- Task instructions -
a – Using the FSVI text, decide whether each statement agrees with it: (i) parameter symmetries are rare in over-parameterized neural networks; (ii) in its usual form, variational inference optimizes a variational distribution to match the Bayesian parameter posterior; (iii) variational inference turns Bayesian inference into an optimization problem. Answer yes or no for each and quote the deciding words.
b – Pick up the FSVI text after its final sentence and write the next few sentences.

- Article -
▬▬▬▬▬▬
Most importantly, we consider how FSVI can measure a predictive divergence between the approximate and true posterior which is independent of parameter symmetries. With parameter symmetries, I refer to different parameters that yield the same predictions, which is very common in over-parameterized neural networks: think of parameter symmetries like different paths leading to the same destination; they might look different but end up at the same predictions1.
As a nice example and application, we relate FSVI to training with label entropy regularization: a potentially more meaningful prior than the ones usually used in Bayesian neural networks2.
Variational inference is a powerful technique for approximating complex Bayesian posteriors with simpler distributions. In its usual form, it optimizes an approximate, variational distribution to match the Bayesian parameter posterior as closely as possible. This way, it transforms the problem of Bayesian inference into an optimization problem.
▬▬▬▬▬▬
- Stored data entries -
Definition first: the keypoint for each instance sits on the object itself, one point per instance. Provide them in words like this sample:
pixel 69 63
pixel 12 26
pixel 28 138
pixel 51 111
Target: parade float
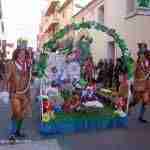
pixel 70 99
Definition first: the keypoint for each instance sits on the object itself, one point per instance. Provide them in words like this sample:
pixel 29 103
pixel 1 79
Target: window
pixel 101 14
pixel 130 6
pixel 142 46
pixel 137 7
pixel 143 3
pixel 111 50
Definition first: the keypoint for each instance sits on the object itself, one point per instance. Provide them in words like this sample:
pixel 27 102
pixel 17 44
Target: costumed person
pixel 84 45
pixel 18 78
pixel 88 69
pixel 141 89
pixel 99 69
pixel 123 90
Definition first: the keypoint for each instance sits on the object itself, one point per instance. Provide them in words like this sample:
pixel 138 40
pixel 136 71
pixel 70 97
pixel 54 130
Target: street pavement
pixel 135 137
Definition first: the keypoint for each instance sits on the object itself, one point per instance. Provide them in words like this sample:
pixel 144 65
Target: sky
pixel 22 18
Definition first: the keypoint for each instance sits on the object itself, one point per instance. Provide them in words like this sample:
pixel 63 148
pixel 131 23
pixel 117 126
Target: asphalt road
pixel 135 137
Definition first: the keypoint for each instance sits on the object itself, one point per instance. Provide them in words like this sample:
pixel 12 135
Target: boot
pixel 142 111
pixel 18 133
pixel 13 126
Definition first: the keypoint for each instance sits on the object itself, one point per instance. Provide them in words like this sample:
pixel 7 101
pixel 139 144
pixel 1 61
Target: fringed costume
pixel 141 88
pixel 19 77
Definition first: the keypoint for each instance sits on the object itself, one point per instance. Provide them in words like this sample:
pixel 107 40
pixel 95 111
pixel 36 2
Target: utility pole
pixel 3 41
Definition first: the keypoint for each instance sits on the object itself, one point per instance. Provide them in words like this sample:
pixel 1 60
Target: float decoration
pixel 99 27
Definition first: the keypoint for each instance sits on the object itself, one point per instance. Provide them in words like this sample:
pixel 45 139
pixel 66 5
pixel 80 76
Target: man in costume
pixel 18 78
pixel 141 87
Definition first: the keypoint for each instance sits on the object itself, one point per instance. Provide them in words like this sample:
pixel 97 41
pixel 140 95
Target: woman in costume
pixel 19 76
pixel 141 89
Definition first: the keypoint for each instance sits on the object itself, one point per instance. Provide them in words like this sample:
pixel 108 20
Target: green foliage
pixel 99 27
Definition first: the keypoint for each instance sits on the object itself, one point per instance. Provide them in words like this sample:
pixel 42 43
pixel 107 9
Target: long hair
pixel 16 53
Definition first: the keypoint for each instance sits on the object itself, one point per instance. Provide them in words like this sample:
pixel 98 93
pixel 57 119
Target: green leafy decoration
pixel 99 27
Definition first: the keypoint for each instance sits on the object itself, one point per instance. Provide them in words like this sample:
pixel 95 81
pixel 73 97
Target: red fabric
pixel 23 64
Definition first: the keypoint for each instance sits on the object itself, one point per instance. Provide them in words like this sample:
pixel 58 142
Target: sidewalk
pixel 39 145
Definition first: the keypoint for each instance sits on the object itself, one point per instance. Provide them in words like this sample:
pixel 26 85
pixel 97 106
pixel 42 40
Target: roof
pixel 89 4
pixel 65 4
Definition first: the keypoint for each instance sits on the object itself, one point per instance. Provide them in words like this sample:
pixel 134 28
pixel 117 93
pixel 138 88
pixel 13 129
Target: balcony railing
pixel 138 7
pixel 53 19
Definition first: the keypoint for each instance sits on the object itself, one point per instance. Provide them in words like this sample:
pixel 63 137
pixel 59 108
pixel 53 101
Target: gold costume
pixel 141 85
pixel 19 88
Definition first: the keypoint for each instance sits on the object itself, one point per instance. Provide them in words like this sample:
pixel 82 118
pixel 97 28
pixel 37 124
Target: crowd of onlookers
pixel 108 72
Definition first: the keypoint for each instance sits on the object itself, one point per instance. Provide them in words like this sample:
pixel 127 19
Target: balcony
pixel 52 6
pixel 138 7
pixel 50 21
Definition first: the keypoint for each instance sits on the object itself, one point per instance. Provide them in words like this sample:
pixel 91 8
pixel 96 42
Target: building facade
pixel 130 18
pixel 57 15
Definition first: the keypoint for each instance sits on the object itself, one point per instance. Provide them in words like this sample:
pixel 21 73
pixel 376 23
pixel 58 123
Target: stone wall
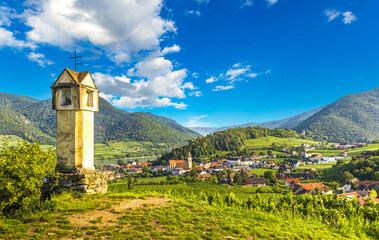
pixel 88 183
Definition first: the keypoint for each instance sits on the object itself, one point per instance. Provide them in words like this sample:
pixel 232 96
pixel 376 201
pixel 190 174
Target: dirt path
pixel 109 217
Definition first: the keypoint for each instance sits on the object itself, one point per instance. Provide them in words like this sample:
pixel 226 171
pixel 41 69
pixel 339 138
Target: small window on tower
pixel 89 98
pixel 66 97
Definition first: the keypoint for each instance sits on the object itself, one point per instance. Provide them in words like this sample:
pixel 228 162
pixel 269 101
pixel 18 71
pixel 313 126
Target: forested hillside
pixel 227 140
pixel 352 118
pixel 35 120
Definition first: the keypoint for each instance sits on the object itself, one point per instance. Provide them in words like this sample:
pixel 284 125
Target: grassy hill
pixel 232 141
pixel 352 118
pixel 35 120
pixel 290 122
pixel 187 211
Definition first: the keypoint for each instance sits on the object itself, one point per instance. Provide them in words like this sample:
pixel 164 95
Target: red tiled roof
pixel 292 180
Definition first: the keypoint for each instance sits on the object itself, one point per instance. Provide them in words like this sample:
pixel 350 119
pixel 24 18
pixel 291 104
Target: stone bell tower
pixel 76 99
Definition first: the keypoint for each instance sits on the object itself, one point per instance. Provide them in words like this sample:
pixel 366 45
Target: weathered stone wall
pixel 86 182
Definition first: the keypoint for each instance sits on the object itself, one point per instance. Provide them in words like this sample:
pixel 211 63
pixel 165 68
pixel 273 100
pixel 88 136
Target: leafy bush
pixel 21 171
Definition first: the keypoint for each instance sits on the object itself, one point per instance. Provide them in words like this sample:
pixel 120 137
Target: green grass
pixel 266 142
pixel 185 216
pixel 261 171
pixel 320 166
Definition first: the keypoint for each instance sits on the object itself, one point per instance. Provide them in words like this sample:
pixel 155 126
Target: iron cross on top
pixel 75 60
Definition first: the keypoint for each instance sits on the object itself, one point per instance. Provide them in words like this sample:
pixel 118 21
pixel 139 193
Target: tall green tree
pixel 21 171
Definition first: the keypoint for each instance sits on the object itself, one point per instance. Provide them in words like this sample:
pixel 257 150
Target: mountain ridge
pixel 110 123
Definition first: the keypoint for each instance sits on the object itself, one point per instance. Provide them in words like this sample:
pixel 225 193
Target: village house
pixel 293 153
pixel 219 168
pixel 172 164
pixel 259 182
pixel 292 181
pixel 233 162
pixel 295 163
pixel 327 160
pixel 316 157
pixel 342 147
pixel 368 186
pixel 304 188
pixel 343 154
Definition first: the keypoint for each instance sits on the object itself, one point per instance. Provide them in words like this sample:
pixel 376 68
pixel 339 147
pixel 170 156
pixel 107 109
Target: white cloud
pixel 247 3
pixel 211 80
pixel 151 83
pixel 349 17
pixel 239 72
pixel 223 88
pixel 8 39
pixel 40 59
pixel 174 48
pixel 193 12
pixel 197 122
pixel 202 1
pixel 119 27
pixel 6 14
pixel 271 2
pixel 195 93
pixel 131 103
pixel 331 14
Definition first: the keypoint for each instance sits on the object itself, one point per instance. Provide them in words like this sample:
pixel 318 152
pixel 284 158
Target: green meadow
pixel 266 142
pixel 183 211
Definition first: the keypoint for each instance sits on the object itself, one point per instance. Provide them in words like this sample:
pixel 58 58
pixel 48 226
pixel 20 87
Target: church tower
pixel 75 98
pixel 189 160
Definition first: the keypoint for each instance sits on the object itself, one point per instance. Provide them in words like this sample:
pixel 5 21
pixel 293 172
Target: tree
pixel 21 171
pixel 373 193
pixel 121 162
pixel 130 182
pixel 270 177
pixel 346 177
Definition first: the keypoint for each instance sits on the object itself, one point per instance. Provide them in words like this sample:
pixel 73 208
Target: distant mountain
pixel 352 118
pixel 290 122
pixel 171 123
pixel 35 120
pixel 203 130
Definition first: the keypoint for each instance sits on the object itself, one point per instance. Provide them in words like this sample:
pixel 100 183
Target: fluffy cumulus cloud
pixel 197 121
pixel 349 17
pixel 211 80
pixel 151 83
pixel 193 12
pixel 271 2
pixel 331 14
pixel 39 58
pixel 7 37
pixel 126 31
pixel 238 72
pixel 222 88
pixel 119 27
pixel 247 3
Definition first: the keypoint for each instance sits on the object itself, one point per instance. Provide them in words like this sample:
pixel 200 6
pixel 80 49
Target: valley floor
pixel 147 212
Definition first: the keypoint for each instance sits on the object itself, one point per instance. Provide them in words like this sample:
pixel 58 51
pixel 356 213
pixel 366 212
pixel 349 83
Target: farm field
pixel 183 211
pixel 109 151
pixel 266 142
pixel 319 166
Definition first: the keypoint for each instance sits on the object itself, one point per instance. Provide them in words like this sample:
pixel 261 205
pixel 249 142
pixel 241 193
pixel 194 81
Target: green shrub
pixel 21 171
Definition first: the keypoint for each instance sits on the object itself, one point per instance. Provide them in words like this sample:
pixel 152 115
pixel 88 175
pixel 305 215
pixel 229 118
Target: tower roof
pixel 69 76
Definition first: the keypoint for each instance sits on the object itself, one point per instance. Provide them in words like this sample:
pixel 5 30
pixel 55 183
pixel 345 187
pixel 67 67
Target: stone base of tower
pixel 86 182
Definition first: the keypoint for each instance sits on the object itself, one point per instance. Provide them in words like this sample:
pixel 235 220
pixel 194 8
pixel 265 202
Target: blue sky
pixel 200 62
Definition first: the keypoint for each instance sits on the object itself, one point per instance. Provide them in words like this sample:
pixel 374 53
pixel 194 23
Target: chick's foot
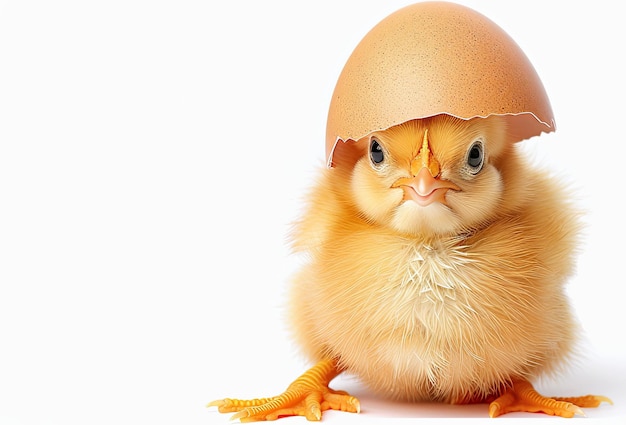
▬▬▬▬▬▬
- Answers -
a –
(i) No: "which is very common in over-parameterized neural networks"
(ii) Yes: "it optimizes an approximate, variational distribution to match the Bayesian parameter posterior as closely as possible"
(iii) Yes: "it transforms the problem of Bayesian inference into an optimization problem"

b –
Especially for deep neural networks, obtaining a good approximation of the parameter space can be difficult. One reason is the sheer size of the parameter space. Additionally, the parameterization of a neural network often contains many symmetries (different parameter configurations can lead to the same predictions of the model) that are not taken into account either.
Function-space variational inference (FSVI) side-steps some of these restrictions by only requiring that the variational distribution matches the Bayesian predictive posterior.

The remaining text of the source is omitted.